== REQUIRED WORK ==
a. Copy the portion of the passage on categorical encoding starting with "le = LabelEncoder()" and going on through "called one-hot encoding.".
b. Report every line of the records that contains the string "each", treating uppercase and lowercase as distinct.

== SELECTED PASSAGE ==
————

As we can observe, we have encoded the `carrier` categories with the mapped numbers in your DataFrame.

In [None]:
# checking the data type
cat_nyc_flights_replace['carrier'].dtype

In python, it is a good practice that we change the data type of categorical features to `category`. This can be done using `.astype` as shown.

In [None]:
cat_nyc_flights_c = cat_nyc_flights.copy()       # making a copy of the dataset

cat_nyc_flights_c['carrier'] = cat_nyc_flights_c['carrier'].astype('category')
cat_nyc_flights_c['origin'] = cat_nyc_flights_c['origin'].astype('category')

cat_nyc_flights_c.dtypes

#### **Label Encoding**

Another approach is to encode categorical values with a technique called "label encoding", which allows you to convert each value in a column to a number. Numerical labels are always between 0 and n_categories-1.

We can do label encoding via attributes `.cat.codes` on your DataFrame's column.



In [None]:
# label encoding using .cat.codes
cat_nyc_flights_c['carrier'] = cat_nyc_flights_c['carrier'].cat.codes

In [None]:
cat_nyc_flights_c.head()     # alphabetically labeled from 0 to 15

Suppose we want only a particular category to some value and other category to some other values. This can be done by `numpy` `.where()` method. Here, we will encode all the UA carrier flights to value 1 and other carriers to value 0.

In [None]:
cat_nyc_flights_specific = cat_nyc_flights.copy()
cat_nyc_flights_specific['UA_encode'] = np.where(cat_nyc_flights_specific['carrier'].str.contains('UA'), 1, 0)

cat_nyc_flights_specific.head()

We can also use scikit-learn's **LabelEncoder**.

In [None]:
from sklearn.preprocessing import LabelEncoder

cat_nyc_flights_LE = cat_nyc_flights.copy()      #copying the original data

le = LabelEncoder()
cat_nyc_flights_LE['carrier_label_code'] = le.fit_transform(cat_nyc_flights['carrier'])

cat_nyc_flights_LE.head()                        #Results in appending a new column to df

Label encoding is pretty much intuitive and straight-forward and may give a good performance from our learning algorithm, but it has a disadvantage that the numerical values can be misinterpreted by the algorithm. Should the carrier UA (encoded to 11) be given 11x more weight than the carrier AA (encoded to 1) ?

To solve this issue there is another popular way to encode the categories via something called one-hot encoding.

#### **One Hot Encoding**

The basic strategy is to convert each category value into a new column and assign a 1 or 0 (True/False) value to the column. This has the benefit of not weighting a value improperly.

————

== GIVEN ENTRIES ==
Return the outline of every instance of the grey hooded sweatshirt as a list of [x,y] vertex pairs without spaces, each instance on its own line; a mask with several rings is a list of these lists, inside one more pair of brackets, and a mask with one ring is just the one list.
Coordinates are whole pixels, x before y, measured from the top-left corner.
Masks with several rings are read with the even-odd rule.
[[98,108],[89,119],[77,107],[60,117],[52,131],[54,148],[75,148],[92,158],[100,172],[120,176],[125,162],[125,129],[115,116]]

————

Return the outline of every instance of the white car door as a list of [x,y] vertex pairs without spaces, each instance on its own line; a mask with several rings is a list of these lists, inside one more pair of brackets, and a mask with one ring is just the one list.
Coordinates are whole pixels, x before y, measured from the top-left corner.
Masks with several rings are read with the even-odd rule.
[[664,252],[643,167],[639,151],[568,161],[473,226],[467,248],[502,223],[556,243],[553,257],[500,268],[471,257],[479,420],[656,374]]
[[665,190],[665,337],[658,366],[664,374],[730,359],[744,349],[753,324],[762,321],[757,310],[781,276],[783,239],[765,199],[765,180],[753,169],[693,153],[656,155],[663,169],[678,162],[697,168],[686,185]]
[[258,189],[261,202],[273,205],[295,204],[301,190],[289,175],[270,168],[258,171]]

————

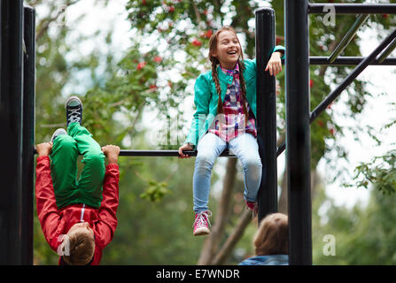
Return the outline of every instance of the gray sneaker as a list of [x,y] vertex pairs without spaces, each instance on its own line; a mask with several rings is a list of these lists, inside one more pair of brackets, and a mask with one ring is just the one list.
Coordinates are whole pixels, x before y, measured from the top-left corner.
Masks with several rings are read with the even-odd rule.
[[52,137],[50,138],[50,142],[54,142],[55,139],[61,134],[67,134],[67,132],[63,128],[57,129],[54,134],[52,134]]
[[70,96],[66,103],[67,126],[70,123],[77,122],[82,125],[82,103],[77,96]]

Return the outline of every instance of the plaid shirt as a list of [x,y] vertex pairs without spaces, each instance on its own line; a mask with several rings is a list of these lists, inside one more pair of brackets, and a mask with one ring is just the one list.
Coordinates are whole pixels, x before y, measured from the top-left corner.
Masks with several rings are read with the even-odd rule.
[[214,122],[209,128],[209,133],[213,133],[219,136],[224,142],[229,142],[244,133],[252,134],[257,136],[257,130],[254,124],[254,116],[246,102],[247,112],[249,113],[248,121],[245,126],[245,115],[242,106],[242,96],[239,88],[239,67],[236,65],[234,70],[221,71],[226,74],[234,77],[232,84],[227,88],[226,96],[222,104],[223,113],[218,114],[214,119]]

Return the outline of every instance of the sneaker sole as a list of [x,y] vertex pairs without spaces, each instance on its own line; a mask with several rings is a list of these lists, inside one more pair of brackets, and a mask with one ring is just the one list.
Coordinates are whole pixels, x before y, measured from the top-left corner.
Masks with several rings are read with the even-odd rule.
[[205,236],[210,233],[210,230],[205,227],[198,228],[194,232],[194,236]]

————

== EXERCISE RESPONSES ==
a.
le = LabelEncoder()
cat_nyc_flights_LE['carrier_label_code'] = le.fit_transform(cat_nyc_flights['carrier'])

cat_nyc_flights_LE.head()                        #Results in appending a new column to df

Label encoding is pretty much intuitive and straight-forward and may give a good performance from our learning algorithm, but it has a disadvantage that the numerical values can be misinterpreted by the algorithm. Should the carrier UA (encoded to 11) be given 11x more weight than the carrier AA (encoded to 1) ?

To solve this issue there is another popular way to encode the categories via something called one-hot encoding.

b.
Return the outline of every instance of the grey hooded sweatshirt as a list of [x,y] vertex pairs without spaces, each instance on its own line; a mask with several rings is a list of these lists, inside one more pair of brackets, and a mask with one ring is just the one list.
Return the outline of every instance of the white car door as a list of [x,y] vertex pairs without spaces, each instance on its own line; a mask with several rings is a list of these lists, inside one more pair of brackets, and a mask with one ring is just the one list.
Return the outline of every instance of the gray sneaker as a list of [x,y] vertex pairs without spaces, each instance on its own line; a mask with several rings is a list of these lists, inside one more pair of brackets, and a mask with one ring is just the one list.
Return the outline of every instance of the plaid shirt as a list of [x,y] vertex pairs without spaces, each instance on its own line; a mask with several rings is a list of these lists, inside one more pair of brackets, and a mask with one ring is just the one list.
Return the outline of every instance of the sneaker sole as a list of [x,y] vertex pairs without spaces, each instance on its own line; a mask with several rings is a list of these lists, inside one more pair of brackets, and a mask with one ring is just the one list.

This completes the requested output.